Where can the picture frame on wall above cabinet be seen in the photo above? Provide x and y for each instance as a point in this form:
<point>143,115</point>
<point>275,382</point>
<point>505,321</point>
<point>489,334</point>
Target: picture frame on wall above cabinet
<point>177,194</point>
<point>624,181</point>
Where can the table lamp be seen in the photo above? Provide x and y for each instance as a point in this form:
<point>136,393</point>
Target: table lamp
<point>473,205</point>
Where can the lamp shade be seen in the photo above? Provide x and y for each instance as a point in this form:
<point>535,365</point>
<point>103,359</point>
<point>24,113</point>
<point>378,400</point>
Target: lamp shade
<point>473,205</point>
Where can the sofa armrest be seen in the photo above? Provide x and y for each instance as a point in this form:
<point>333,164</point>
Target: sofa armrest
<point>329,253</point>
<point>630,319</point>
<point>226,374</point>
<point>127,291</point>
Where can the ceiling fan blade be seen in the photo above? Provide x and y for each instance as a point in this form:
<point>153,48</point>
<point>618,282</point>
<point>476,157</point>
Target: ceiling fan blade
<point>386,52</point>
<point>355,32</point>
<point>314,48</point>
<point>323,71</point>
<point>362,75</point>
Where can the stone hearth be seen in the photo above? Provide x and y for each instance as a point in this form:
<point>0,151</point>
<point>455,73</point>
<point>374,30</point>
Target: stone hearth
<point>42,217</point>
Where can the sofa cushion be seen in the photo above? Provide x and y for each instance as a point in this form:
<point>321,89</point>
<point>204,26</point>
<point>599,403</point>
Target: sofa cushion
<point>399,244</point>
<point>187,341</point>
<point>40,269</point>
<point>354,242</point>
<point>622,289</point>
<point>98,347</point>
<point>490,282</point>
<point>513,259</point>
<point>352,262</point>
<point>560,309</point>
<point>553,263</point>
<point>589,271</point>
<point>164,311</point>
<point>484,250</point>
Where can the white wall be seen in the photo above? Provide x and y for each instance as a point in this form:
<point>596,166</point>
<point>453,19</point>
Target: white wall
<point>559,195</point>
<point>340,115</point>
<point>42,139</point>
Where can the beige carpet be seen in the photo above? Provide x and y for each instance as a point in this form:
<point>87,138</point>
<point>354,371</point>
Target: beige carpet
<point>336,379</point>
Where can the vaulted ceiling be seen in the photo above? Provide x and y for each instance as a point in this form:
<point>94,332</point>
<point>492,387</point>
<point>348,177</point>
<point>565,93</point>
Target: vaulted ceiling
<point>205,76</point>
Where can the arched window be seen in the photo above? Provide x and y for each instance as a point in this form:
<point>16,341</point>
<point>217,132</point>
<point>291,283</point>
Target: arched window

__Task description__: Reproduce the records in full, exactly as written.

__The answer__:
Where can the picture frame on wall above cabinet be seen in the photo above? Provide x and y for each instance as a point in this form:
<point>143,115</point>
<point>275,382</point>
<point>505,321</point>
<point>489,334</point>
Target: picture frame on wall above cabinet
<point>177,194</point>
<point>624,181</point>
Where can the table lamp be seen in the photo above? Provide x and y for each instance as a point in this form:
<point>136,393</point>
Target: table lamp
<point>473,205</point>
Where can the lamp shade be seen in the photo above? Provide x and y for each instance as a point in this form:
<point>535,365</point>
<point>103,359</point>
<point>24,113</point>
<point>378,400</point>
Target: lamp shade
<point>473,205</point>
Where can the sofa armrest be seen in the photo above? Provide x and y for each instance as a point in this form:
<point>333,164</point>
Target: sofa armrest
<point>329,253</point>
<point>630,319</point>
<point>226,374</point>
<point>127,291</point>
Where can the ceiling fan blade be seen in the photo above? Provide x and y for each instance as a point in this form:
<point>153,48</point>
<point>618,282</point>
<point>476,157</point>
Target: ceiling fan blade
<point>386,52</point>
<point>355,32</point>
<point>314,48</point>
<point>323,71</point>
<point>362,75</point>
Where can the stone hearth be seen in the photo above? Provide x and y for each instance as a point in this form:
<point>0,151</point>
<point>455,73</point>
<point>374,30</point>
Target: stone hearth
<point>42,217</point>
Where can the sofa cushion be seen in the photo above? Provide x and y for each instance as a point in this form:
<point>321,89</point>
<point>204,26</point>
<point>599,403</point>
Target: sofa cushion
<point>399,244</point>
<point>187,341</point>
<point>40,269</point>
<point>354,242</point>
<point>622,289</point>
<point>98,347</point>
<point>490,282</point>
<point>513,259</point>
<point>352,262</point>
<point>560,309</point>
<point>553,263</point>
<point>589,271</point>
<point>164,311</point>
<point>484,250</point>
Where can the white wall be seen in the photo above? Provide x and y for each instance as a point in this form:
<point>596,166</point>
<point>453,19</point>
Target: white wall
<point>559,195</point>
<point>340,115</point>
<point>42,139</point>
Where can the beige carpet be seen in the photo above? Provide x and y for each instance as a point in this form:
<point>87,138</point>
<point>354,371</point>
Target: beige carpet
<point>336,379</point>
Where can the vaulted ceiling be seen in the photo above? Provide x and y for each instance as a point in this form:
<point>94,332</point>
<point>492,387</point>
<point>348,177</point>
<point>565,93</point>
Target: vaulted ceiling
<point>205,76</point>
Where can the arched window be seen in the photo above? Provide x and y for each instance as a point in this form:
<point>16,341</point>
<point>217,132</point>
<point>291,283</point>
Target: arched window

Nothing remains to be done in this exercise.